Document excerpt.
Can smart compliance fight sanction risks?

sanction risksA billion dollar infrastructure project was allocated to a leading company by a multilateral bank. Post the development stage, it was observed that the road constructed was 30% narrower than pre-decided specifications. However, the contract was paid in full to the allotted contractor company.

So, where did the money go? How did this happen?

Funding by multilateral development banks (MDBs) such as the World Bank, the Asian Development Bank, the African Development Bank and others has increased significantly over the last couple of years. This has eventually magnified the risks associated with fraud, bribery and corruption which can seep in projects allotted to various organisations. These practices can often turn dubious, and even jeopardize the efforts of various stakeholders that are looking to drive inclusive development in the country.

In India, industries such as infrastructure and pharmaceuticals have had significant funding provided by MDBs due to the nature of their work. On the functional front, it has become evident that a major area of concern for organizations lies in procurement processes. Although procurement is not really a cause, it can provide a breeding ground for corruption, which can affect public finance, disrupt the delivery of public services and undermine efforts to reduce poverty.

In order to curb growing cases of fraud and corruption, MDBs maintain a formal process for debarring or sanctioning organizations or individuals found to be engaged in unethical practices in projects allotted to them. Over the years, funding agencies are becoming more aggressive in identifying and penalizing sanctionable practices. They are increasingly identifying and weeding out unethical practices through effective utilization of the sanctions framework to penalize delinquent organisations.

They are also attempting to ensure compliance with guidelines on integrity in the corporate environment. These agencies have stringent mandates to ensure that donor funds are utilized for the intended purpose, achieve transparency in spending of funds and execution of projects. Consequently, companies executing projects funded by these agencies need to be cognizant of the policies, processes and sanctionable practices applicable for them.


To be able to mitigate the sanctions risks, organisations need to design and implement an effective and integrated compliance framework. This framework needs to be fully embedded into the all levels of the organization as well as designed to meet the primary objectives of executing a project.  Companies are seeking ways to prevent non-compliance – to protect their reputation, limit the liability on their management and supervisory bodies, and their employees.

Hence, companies need to build an effective compliance program and consider the following six success factors

Step 1 – Undertake a thorough risk assessment

Step 2 – Set the tone at the top

Step 3 – Implement specific policies and financial controls

Step 4 – Conduct compliance trainings

Step 5 – Monitor compliance programs

Step 6 – Periodically reassess risk and modify the plan

These would be key in mitigating the chances of falling prey to sanctionable risks.

What you need to do.
**a)** Answer these about the article on sanction risks:
(i) By what percentage was the road narrower than the pre-decided specifications?
(ii) Which two industries in India does it name as having had significant funding from MDBs?
(iii) What is Step 4 of the six success factors?
**b)** Write out part of the article on sanction risks word for word, starting with "So, where did" and going on through "in the country.".

Dataset content.

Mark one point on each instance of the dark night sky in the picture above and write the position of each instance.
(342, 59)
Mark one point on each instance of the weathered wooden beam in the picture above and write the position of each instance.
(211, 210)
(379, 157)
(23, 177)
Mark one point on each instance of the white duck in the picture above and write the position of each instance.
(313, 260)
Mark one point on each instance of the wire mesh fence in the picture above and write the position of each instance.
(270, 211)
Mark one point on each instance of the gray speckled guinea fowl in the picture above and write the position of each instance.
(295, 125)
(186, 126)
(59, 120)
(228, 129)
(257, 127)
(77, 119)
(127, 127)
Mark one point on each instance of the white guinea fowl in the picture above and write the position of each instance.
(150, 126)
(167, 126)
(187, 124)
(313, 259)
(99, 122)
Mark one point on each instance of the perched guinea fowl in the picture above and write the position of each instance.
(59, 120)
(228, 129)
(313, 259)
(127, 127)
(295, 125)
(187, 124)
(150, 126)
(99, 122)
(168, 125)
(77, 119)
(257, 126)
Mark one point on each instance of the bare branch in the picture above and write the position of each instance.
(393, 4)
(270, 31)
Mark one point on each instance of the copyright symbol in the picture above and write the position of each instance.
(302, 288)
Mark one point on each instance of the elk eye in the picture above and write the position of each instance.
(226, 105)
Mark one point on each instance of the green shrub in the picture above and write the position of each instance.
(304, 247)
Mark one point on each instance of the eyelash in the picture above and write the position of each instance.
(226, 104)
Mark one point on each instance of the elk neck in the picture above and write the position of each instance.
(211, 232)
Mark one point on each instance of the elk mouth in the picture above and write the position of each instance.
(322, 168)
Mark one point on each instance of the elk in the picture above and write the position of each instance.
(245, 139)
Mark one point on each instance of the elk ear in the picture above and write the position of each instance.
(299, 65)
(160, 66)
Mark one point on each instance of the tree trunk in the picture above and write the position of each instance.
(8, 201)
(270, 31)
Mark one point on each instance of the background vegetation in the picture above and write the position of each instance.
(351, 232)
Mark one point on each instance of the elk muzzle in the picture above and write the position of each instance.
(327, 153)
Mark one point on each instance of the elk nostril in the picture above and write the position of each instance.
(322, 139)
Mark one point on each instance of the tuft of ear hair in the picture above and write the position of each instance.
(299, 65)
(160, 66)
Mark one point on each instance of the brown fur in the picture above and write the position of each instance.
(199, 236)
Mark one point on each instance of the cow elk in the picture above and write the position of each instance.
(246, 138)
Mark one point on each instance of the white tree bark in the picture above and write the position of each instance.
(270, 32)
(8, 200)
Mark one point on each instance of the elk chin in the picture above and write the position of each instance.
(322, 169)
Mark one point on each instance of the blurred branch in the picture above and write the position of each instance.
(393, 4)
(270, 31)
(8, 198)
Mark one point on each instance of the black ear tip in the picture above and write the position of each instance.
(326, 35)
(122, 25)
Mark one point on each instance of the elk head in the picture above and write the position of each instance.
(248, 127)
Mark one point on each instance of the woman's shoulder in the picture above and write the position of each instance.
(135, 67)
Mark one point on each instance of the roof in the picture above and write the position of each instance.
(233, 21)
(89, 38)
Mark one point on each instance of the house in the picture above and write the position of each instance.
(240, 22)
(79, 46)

Solution set.
**a)**
(i) 30%
(ii) Infrastructure and pharmaceuticals
(iii) Conduct compliance trainings

**b)**
So, where did the money go? How did this happen?

Funding by multilateral development banks (MDBs) such as the World Bank, the Asian Development Bank, the African Development Bank and others has increased significantly over the last couple of years. This has eventually magnified the risks associated with fraud, bribery and corruption which can seep in projects allotted to various organisations. These practices can often turn dubious, and even jeopardize the efforts of various stakeholders that are looking to drive inclusive development in the country.